YOUR ASSIGNMENT:
In the entries below, find the lines with the word "coordinates" and copy them.

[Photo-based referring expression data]
Start of Block
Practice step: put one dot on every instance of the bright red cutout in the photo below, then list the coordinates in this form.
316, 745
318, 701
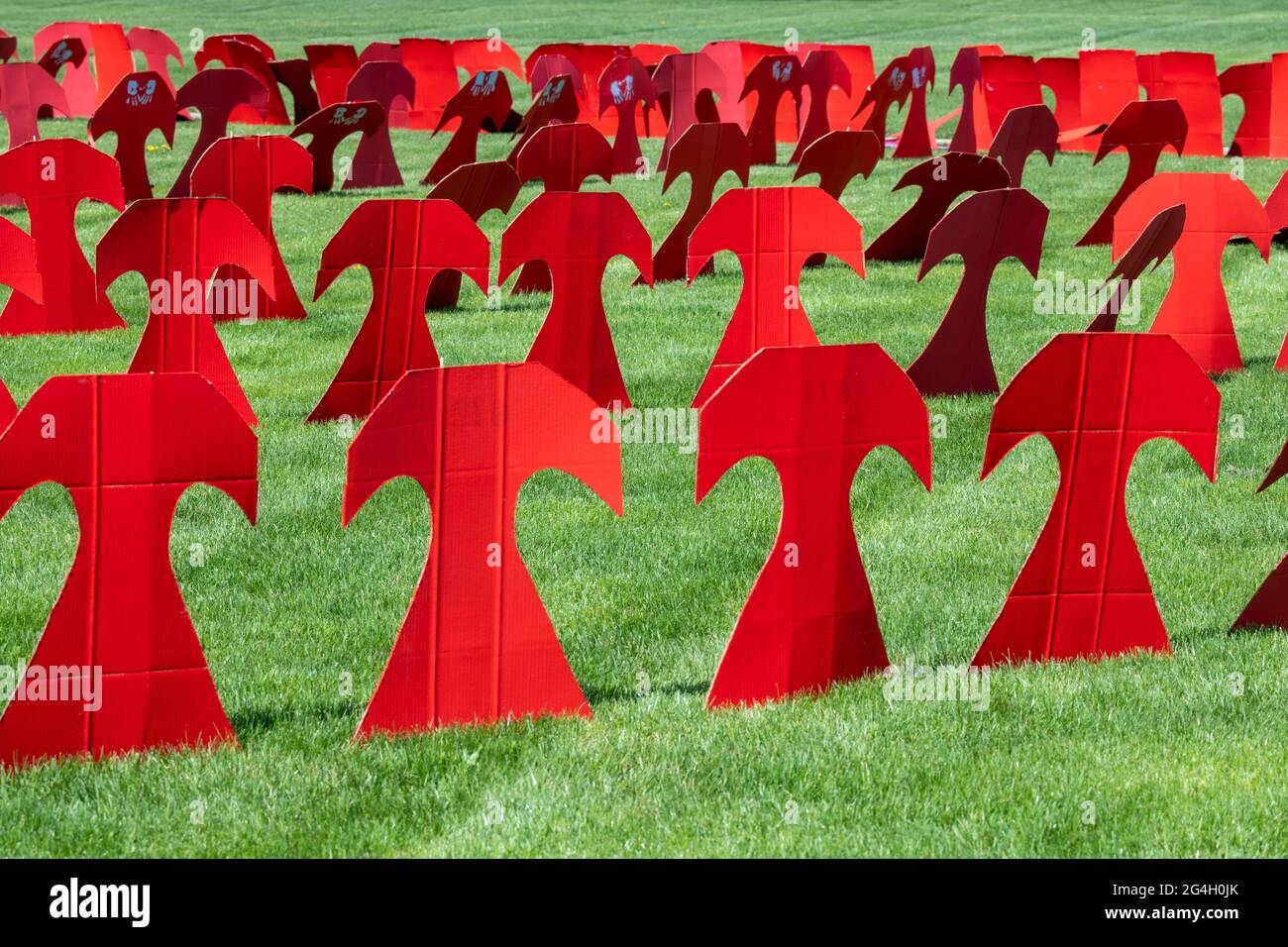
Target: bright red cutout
484, 97
331, 125
704, 153
476, 189
822, 71
773, 231
1096, 397
374, 162
1153, 245
1218, 209
772, 77
575, 235
217, 94
127, 447
1192, 80
973, 132
178, 245
53, 265
1142, 129
684, 85
403, 244
477, 646
622, 85
815, 412
140, 105
243, 52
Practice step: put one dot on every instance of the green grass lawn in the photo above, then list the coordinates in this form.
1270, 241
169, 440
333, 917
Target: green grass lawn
1181, 755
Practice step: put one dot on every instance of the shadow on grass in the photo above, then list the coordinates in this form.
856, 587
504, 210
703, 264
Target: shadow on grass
617, 694
258, 720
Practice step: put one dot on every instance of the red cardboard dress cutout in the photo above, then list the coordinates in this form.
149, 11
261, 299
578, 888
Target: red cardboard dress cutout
333, 65
915, 140
704, 153
1024, 131
127, 449
563, 158
822, 71
973, 132
941, 180
140, 105
249, 171
815, 412
178, 245
374, 162
1218, 209
1192, 80
8, 410
25, 88
18, 262
892, 88
60, 275
984, 230
622, 85
476, 189
1006, 81
1269, 604
575, 235
89, 81
1262, 86
1144, 129
294, 73
485, 95
158, 51
555, 103
683, 82
331, 125
1153, 245
403, 244
215, 94
240, 52
836, 158
771, 78
773, 231
1089, 91
477, 646
1096, 397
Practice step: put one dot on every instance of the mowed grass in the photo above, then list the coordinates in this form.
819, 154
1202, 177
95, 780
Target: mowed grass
1180, 755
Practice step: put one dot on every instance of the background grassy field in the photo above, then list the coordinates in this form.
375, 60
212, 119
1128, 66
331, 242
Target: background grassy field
1179, 755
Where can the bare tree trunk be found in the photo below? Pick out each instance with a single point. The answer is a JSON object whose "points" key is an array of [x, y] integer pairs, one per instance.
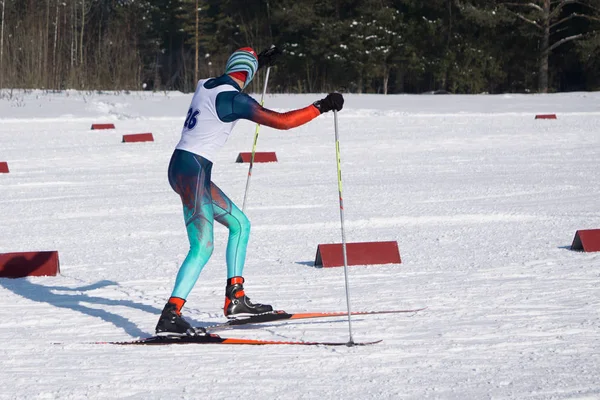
{"points": [[544, 49], [45, 80], [54, 75], [196, 66], [73, 36], [2, 46], [82, 30]]}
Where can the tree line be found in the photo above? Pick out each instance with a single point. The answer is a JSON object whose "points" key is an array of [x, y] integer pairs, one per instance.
{"points": [[357, 46]]}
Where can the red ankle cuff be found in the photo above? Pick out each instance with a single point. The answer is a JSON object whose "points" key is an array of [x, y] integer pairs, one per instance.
{"points": [[235, 280], [179, 302]]}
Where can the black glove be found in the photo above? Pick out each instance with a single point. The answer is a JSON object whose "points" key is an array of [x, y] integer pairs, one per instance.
{"points": [[333, 101], [268, 57]]}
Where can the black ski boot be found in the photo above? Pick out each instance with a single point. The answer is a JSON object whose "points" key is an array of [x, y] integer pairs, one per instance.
{"points": [[237, 304], [171, 323]]}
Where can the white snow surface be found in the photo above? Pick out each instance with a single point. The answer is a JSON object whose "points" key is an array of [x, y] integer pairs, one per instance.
{"points": [[483, 200]]}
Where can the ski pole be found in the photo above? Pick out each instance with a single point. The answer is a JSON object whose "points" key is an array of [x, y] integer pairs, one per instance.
{"points": [[262, 101], [339, 171]]}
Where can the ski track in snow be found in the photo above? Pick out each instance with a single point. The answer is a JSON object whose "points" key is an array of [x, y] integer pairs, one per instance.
{"points": [[483, 200]]}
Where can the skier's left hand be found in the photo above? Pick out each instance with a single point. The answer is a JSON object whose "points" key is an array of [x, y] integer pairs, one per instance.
{"points": [[268, 57]]}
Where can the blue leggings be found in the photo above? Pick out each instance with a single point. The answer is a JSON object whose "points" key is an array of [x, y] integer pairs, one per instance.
{"points": [[203, 203]]}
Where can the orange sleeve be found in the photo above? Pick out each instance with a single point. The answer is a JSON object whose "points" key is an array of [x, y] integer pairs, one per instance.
{"points": [[287, 120]]}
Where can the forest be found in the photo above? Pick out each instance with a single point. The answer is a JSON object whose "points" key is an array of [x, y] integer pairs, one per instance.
{"points": [[351, 46]]}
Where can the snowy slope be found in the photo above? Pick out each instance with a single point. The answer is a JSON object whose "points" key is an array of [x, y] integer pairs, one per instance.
{"points": [[483, 200]]}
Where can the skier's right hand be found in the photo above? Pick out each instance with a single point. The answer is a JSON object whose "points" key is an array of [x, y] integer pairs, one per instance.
{"points": [[333, 101]]}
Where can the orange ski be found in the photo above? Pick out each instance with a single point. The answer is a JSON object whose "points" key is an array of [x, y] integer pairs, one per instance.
{"points": [[216, 339], [281, 315]]}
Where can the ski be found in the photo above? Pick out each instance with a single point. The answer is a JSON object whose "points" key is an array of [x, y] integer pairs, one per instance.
{"points": [[216, 339], [281, 315]]}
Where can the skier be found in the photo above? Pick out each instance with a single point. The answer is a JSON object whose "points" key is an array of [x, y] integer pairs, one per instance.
{"points": [[216, 106]]}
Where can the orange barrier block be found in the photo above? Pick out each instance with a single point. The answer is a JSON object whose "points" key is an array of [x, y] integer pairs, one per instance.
{"points": [[138, 137], [587, 240], [103, 126], [362, 253], [20, 265], [258, 157]]}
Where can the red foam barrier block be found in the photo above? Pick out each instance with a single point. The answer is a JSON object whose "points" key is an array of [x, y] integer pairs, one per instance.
{"points": [[363, 253], [103, 126], [20, 265], [587, 240], [138, 137], [258, 157]]}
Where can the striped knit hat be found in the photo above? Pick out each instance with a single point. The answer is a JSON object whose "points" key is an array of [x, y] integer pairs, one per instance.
{"points": [[243, 60]]}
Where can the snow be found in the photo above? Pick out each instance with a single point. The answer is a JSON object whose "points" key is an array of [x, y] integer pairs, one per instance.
{"points": [[483, 200]]}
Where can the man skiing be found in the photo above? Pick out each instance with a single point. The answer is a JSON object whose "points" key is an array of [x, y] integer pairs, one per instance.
{"points": [[216, 106]]}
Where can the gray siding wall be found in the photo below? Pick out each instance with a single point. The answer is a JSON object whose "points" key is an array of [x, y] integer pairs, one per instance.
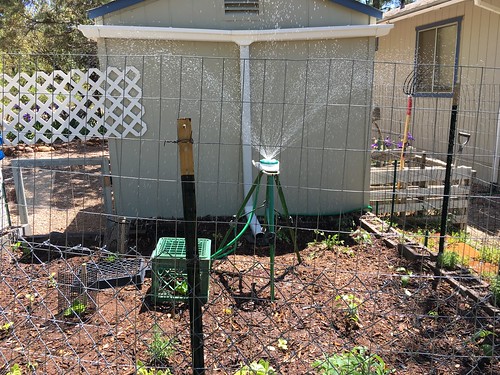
{"points": [[317, 109], [210, 14]]}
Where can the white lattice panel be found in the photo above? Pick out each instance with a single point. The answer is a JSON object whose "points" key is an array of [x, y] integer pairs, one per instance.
{"points": [[64, 106]]}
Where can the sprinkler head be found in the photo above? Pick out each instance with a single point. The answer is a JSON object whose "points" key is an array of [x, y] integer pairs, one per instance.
{"points": [[268, 166]]}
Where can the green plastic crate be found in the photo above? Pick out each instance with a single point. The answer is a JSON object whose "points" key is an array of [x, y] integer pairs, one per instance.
{"points": [[169, 271]]}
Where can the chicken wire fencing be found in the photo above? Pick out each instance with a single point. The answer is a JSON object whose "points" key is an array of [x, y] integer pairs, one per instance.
{"points": [[328, 267]]}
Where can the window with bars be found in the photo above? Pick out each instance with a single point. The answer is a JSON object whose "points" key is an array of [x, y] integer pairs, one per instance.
{"points": [[241, 6], [437, 51]]}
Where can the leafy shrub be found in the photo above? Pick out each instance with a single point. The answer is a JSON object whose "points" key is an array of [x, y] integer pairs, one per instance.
{"points": [[358, 361], [161, 348], [257, 368]]}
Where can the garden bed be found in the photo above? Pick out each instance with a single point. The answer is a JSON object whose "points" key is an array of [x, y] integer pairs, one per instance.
{"points": [[418, 188], [338, 298]]}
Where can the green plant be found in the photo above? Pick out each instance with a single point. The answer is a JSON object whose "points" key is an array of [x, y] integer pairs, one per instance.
{"points": [[358, 361], [143, 370], [495, 289], [262, 367], [282, 344], [484, 340], [14, 370], [77, 308], [350, 304], [449, 260], [111, 258], [361, 237], [490, 254], [51, 282], [405, 277], [181, 287], [161, 348], [459, 237]]}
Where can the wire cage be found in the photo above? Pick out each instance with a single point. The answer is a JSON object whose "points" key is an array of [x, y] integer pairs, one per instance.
{"points": [[77, 292]]}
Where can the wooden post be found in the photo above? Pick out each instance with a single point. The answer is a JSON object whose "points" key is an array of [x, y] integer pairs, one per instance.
{"points": [[185, 142]]}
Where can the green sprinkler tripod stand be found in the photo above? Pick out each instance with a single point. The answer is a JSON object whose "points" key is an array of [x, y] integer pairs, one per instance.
{"points": [[270, 168]]}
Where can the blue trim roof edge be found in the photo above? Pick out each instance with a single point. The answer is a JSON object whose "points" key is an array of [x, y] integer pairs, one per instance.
{"points": [[111, 7], [120, 4]]}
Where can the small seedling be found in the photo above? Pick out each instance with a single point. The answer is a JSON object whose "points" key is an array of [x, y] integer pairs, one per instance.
{"points": [[282, 344], [349, 303], [433, 314], [356, 361], [142, 370], [484, 340], [448, 260], [495, 289], [262, 367], [6, 329], [181, 288], [361, 237], [77, 308], [14, 370], [161, 348], [51, 282], [406, 277], [111, 258]]}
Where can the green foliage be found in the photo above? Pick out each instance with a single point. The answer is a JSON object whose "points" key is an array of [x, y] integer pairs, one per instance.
{"points": [[459, 237], [77, 308], [161, 348], [448, 260], [490, 254], [142, 370], [361, 237], [358, 361], [181, 288], [262, 367], [14, 370], [495, 289], [350, 304], [405, 277]]}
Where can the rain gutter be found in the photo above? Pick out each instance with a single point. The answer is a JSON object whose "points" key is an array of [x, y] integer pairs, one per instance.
{"points": [[243, 38], [240, 37]]}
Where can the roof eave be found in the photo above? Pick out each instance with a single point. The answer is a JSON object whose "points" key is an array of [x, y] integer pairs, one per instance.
{"points": [[121, 4], [240, 37]]}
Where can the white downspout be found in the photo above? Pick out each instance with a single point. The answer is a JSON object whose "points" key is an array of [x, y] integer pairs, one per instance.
{"points": [[246, 131], [487, 6], [496, 156]]}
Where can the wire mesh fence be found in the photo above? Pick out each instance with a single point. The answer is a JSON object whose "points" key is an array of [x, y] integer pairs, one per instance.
{"points": [[305, 279]]}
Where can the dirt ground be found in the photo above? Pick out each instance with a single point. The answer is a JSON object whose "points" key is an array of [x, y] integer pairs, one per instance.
{"points": [[414, 329], [333, 301]]}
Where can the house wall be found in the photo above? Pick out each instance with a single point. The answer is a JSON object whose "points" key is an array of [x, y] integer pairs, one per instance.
{"points": [[317, 111], [479, 76], [210, 14]]}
End of Block
FINAL ANSWER:
Practice step: put one dot on every instance of the bright red cutout in the photo below, then list the coordinates in this form.
Practice step: put one dot on every instance of the green grass lawn in the photo above, then list the coordinates in this form.
Practice step: put one dot on every instance of the shadow on grass in the photo above, then list the coordinates in this form.
Practice step: put one dot on every instance of the red cardboard dress cutout in the photo above, then list the coordinates in this form.
Practice step: put one dot on every instance of the mowed grass in the photo above, then list the coordinates in this form.
Practice step: put one dot on every instance of the background grassy field in the photo above, then list the coordinates in this form.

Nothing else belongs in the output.